- _AIM OF THE EXERCISE_: Copy out each line in the material below that contains the word "positive", keeping every line whole.

- _THE RECORDS_:
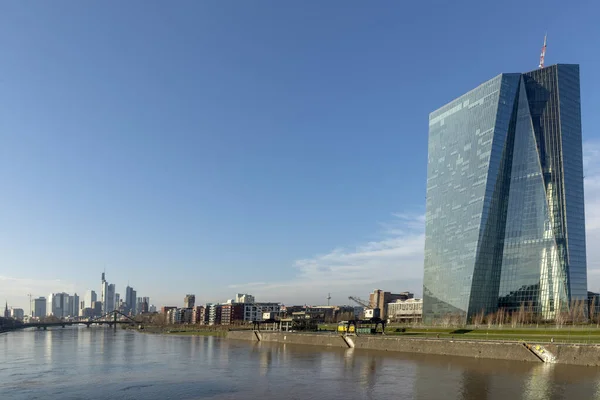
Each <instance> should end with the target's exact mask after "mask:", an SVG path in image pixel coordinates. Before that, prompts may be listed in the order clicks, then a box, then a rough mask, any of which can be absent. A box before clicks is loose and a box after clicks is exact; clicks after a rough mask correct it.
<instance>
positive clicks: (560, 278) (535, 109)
mask: <svg viewBox="0 0 600 400" xmlns="http://www.w3.org/2000/svg"><path fill="white" fill-rule="evenodd" d="M541 64H542V63H540V65H541ZM579 86H580V85H579V65H576V64H558V65H551V66H546V67H545V68H538V69H536V70H533V71H530V72H527V73H523V74H520V73H503V74H501V75H498V76H496V77H495V78H493V79H491V80H489V81H487V82H485V83H483V84H481V85H479V86H478V87H476V88H475V89H473V90H470V91H469V92H468V93H466V94H464V95H462V96H460V97H458V98H456V99H455V100H453V101H451V102H450V103H448V104H446V105H445V106H443V107H441V108H439V109H437V110H435V111H433V112H432V113H431V114H430V117H429V154H428V160H429V161H428V177H427V214H426V239H425V273H424V283H423V291H424V294H423V298H424V302H423V304H424V308H423V313H424V319H425V320H426V321H432V320H435V319H441V318H442V317H443V316H444V315H460V317H461V319H462V320H463V321H465V322H466V321H470V320H471V319H472V318H473V317H474V316H475V315H477V314H480V313H483V314H485V315H487V314H491V313H494V312H496V311H497V310H498V309H499V308H502V309H504V310H505V311H506V312H516V311H517V310H518V309H519V307H523V306H524V305H526V306H527V307H530V308H531V311H532V312H533V313H535V314H536V315H539V316H541V317H542V318H543V319H545V320H553V319H555V318H556V316H557V315H560V314H561V313H564V312H567V310H569V309H570V308H571V306H572V302H573V301H578V300H581V301H584V300H585V301H587V298H588V293H587V270H586V254H585V251H586V244H585V221H584V200H583V199H584V194H583V162H582V142H581V114H580V97H579V91H580V88H579ZM559 104H560V107H559Z"/></svg>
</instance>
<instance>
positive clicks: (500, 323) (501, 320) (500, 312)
mask: <svg viewBox="0 0 600 400" xmlns="http://www.w3.org/2000/svg"><path fill="white" fill-rule="evenodd" d="M506 316H507V315H506V310H505V309H504V308H500V309H499V310H498V315H497V317H496V324H498V326H499V327H502V325H504V323H505V322H506Z"/></svg>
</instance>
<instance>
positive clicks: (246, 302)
mask: <svg viewBox="0 0 600 400" xmlns="http://www.w3.org/2000/svg"><path fill="white" fill-rule="evenodd" d="M235 302H236V303H255V302H256V300H254V296H252V295H251V294H244V293H238V294H236V295H235Z"/></svg>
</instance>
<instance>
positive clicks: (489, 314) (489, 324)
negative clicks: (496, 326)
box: [485, 310, 500, 329]
mask: <svg viewBox="0 0 600 400" xmlns="http://www.w3.org/2000/svg"><path fill="white" fill-rule="evenodd" d="M499 312H500V310H498V311H496V312H495V313H489V314H488V315H487V316H486V317H485V319H486V322H487V325H488V329H489V328H491V327H492V326H493V325H494V323H495V322H496V318H497V317H498V313H499Z"/></svg>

- _RESULT FOR THIS EXERCISE_:
positive clicks: (560, 278) (535, 109)
positive clicks: (500, 323) (501, 320) (500, 312)
positive clicks: (246, 302)
positive clicks: (489, 314) (489, 324)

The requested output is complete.